Given task => Express the rows below, from the first one through the line containing "[(316, 180)]", as a two-column CSV with the header text,answer and one line for each row. Put each field in double quotes and replace its line breaks with spaces.

Data records =>
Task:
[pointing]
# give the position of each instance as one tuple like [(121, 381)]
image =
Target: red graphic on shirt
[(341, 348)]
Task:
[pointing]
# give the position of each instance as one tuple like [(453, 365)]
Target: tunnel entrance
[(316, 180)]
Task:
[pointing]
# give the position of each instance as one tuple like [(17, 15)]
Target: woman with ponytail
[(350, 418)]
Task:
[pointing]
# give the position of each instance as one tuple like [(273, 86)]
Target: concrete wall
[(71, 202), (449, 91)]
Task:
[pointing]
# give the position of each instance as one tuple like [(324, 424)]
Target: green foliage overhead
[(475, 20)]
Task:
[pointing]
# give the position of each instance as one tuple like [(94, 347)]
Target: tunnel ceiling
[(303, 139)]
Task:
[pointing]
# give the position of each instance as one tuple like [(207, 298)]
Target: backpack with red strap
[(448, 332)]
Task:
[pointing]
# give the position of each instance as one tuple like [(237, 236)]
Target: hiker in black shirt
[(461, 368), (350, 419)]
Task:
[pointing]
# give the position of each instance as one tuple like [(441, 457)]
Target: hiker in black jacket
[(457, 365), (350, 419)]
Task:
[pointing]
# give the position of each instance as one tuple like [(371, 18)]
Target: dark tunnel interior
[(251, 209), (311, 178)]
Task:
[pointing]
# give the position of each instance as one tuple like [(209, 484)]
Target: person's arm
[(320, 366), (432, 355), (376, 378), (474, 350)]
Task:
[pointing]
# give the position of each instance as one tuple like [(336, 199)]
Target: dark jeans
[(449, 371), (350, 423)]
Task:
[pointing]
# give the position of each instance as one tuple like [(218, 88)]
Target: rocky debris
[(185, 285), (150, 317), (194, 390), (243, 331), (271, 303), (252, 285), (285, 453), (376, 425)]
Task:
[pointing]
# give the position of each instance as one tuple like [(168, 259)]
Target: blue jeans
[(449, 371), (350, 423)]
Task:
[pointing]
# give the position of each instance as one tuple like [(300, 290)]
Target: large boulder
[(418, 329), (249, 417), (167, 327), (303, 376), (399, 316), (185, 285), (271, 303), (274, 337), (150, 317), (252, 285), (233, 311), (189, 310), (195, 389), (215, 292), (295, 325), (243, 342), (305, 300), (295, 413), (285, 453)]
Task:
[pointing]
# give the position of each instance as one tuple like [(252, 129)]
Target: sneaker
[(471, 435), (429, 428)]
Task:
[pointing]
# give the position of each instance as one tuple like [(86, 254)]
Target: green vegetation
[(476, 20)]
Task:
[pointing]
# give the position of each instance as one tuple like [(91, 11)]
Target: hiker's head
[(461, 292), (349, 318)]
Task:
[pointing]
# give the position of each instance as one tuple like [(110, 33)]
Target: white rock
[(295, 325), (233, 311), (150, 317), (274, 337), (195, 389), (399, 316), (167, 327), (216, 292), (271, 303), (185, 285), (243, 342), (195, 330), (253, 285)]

The result =>
text,answer
"Task: [pointing] # give the position of each instance as one tuple like [(121, 381)] image = Target: red graphic on shirt","[(341, 348)]"
"Task: [pointing] # give the position of each instance as one tuple like [(453, 365)] Target: tunnel entrance","[(316, 180)]"